◆ What you will do ◆
Extend the article on disposing of toxic waste from the Ohio train derailment, beginning after its last sentence.

◆ Document section ◆
According to Shore, authorities were examining "the transport of some of this waste over long distances and finding the appropriate permitted and certified sites to take the waste," after receiving complaints from inhabitants and others in some states. She assured the residents, "EPA will ensure that all waste is disposed of in a safe and lawful manner at EPA-certified facilities to prevent further release of hazardous substances and impacts to communities."
Residents and politicians in metro Houston were outraged this week when it was revealed where the contaminated water was heading because they are concerned for the safety of their communities. Bryan Parras, a member of the Sierra Club's Gulf Coast healthy communities program, questioned, "If some of these chemicals are so bad that the only way to get rid of them is to bury them in a deep hole, then why are we producing these chemicals in the first place?"
According to the EPA, the US Ecology landfill collects, treats, and stores toxic waste from all over the nation and such facilities are "carefully constructed units designed to protect groundwater and surface water resources."
Toxic waste that raises contamination concerns
On February 3, a Norfolk Southern train carrying vinyl chloride, a chemical used to make PVC plastic, derailed in a 4,700-person industrial town in Ohio's Appalachian Hills. The disposal of contaminated soil and water raises fresh concerns about the life cycle of dangerous substances as the garbage is sent to locations with a challenging history.

◆ Given information ◆
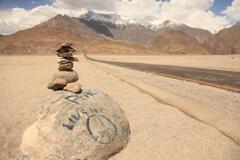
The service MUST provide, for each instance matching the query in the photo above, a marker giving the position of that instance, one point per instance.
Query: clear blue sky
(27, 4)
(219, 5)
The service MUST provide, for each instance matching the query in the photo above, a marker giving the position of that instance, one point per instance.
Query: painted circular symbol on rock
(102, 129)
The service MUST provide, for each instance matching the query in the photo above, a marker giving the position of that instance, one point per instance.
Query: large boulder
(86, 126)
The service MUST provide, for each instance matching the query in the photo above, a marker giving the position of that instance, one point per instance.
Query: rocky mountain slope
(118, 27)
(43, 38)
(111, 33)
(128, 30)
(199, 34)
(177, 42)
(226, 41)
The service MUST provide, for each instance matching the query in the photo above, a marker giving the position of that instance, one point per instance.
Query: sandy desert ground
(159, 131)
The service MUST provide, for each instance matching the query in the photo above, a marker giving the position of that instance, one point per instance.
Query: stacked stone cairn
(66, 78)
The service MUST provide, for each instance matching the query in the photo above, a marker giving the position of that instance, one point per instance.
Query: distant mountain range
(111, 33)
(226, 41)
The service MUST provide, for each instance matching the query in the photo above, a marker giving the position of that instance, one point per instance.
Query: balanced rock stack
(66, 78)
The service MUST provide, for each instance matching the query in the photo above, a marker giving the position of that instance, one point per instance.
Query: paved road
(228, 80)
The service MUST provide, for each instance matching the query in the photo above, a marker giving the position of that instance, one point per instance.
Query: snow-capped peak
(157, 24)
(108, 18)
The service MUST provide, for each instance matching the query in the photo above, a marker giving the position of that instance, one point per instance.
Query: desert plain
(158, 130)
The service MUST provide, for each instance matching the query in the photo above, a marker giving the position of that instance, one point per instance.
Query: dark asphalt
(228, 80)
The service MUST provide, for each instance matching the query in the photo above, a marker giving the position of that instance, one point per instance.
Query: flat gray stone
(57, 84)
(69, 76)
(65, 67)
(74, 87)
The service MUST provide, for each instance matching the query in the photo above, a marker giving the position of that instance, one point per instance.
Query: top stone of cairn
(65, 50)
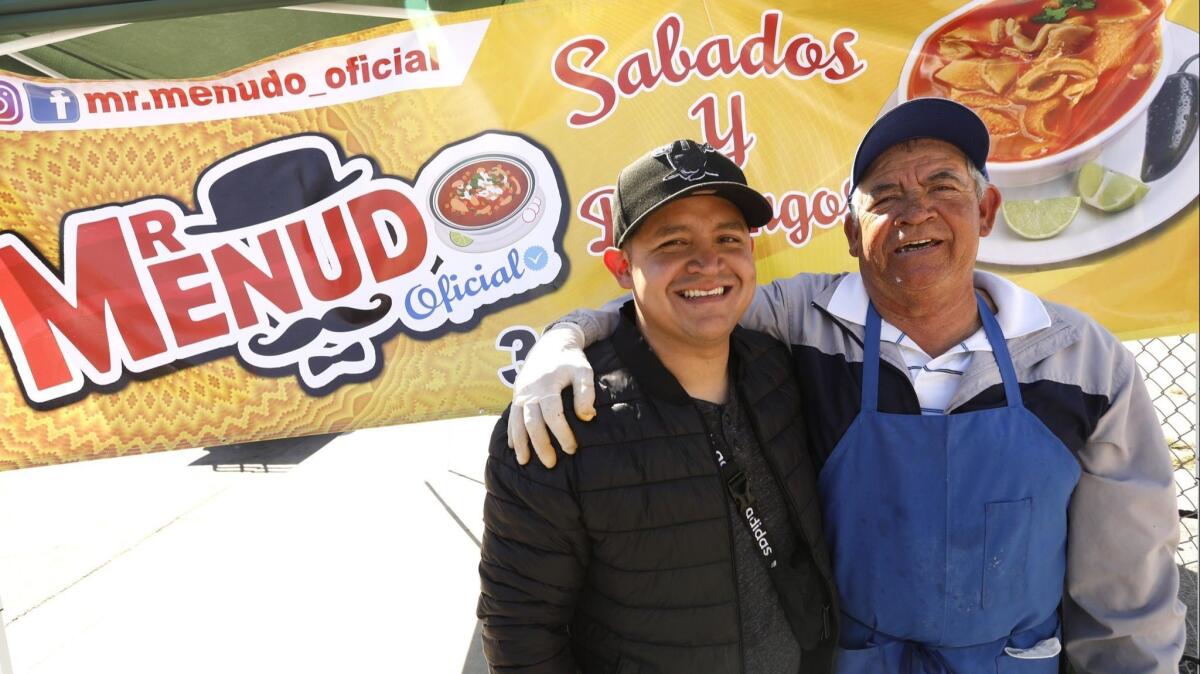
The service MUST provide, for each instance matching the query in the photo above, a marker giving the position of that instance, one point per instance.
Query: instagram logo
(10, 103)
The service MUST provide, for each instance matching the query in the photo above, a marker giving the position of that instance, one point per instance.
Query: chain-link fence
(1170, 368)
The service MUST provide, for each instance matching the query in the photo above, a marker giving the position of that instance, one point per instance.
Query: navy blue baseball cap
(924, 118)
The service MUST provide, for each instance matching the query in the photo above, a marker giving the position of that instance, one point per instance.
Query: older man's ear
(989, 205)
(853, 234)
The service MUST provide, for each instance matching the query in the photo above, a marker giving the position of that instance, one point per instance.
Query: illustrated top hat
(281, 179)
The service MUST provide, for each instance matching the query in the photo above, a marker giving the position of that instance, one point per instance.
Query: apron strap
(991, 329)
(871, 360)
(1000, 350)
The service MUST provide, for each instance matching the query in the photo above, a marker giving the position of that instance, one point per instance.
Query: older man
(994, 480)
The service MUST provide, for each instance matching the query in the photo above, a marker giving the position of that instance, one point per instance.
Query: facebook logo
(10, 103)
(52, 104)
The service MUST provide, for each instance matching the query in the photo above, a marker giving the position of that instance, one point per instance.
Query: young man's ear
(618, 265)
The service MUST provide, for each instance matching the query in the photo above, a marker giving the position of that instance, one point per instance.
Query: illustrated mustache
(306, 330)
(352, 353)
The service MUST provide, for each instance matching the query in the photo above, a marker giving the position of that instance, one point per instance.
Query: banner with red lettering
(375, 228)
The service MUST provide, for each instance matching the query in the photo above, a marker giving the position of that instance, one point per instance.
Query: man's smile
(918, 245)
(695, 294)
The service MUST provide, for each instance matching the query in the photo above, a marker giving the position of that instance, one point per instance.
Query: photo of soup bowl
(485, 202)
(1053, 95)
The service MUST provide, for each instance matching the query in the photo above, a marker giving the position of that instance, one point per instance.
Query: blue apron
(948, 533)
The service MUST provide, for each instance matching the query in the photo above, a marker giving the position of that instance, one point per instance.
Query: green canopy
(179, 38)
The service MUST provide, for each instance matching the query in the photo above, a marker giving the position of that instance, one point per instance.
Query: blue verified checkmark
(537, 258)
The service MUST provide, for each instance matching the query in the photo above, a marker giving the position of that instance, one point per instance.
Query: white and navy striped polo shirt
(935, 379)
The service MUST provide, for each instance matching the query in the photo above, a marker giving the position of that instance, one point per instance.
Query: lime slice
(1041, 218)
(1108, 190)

◆ Response for this exercise ◆
According to EPA tests, vinyl chloride, phosphene, benzene, and a variety of other volatile organic compounds, or VOCs, and particle matter have been found in the soil and water. According to independent public health specialists, perfluoroalkyl and polyfluoroalkyl substances (PFAS), polycyclic aromatic hydrocarbons (PAHs), dioxins, and other potentially harmful pollutants are also probably present in the water and soil. But, despite requests to analyze those chemicals from them and Ohio's US senators, the EPA has thus far refused.
The soil was set to be dumped in a US Ecology landfill in Belleville, Michigan, which is between Ann Arbor and the outskirts of metro Detroit, two of the most populated areas in the state. The polluted water will be delivered to a Texas Molecular deep well injection station in Deer Park, which is in the same county as Houston, the fourth-most populated city in the US.
PFAs, a very dangerous class of chemicals commonly used in firefighting foam and likely used in East Palestine, is the contamination that is most likely to be discharged into the environment in Michigan in the coming years. It is also commonly used in various industrial items, and the railway tankers may have contained it.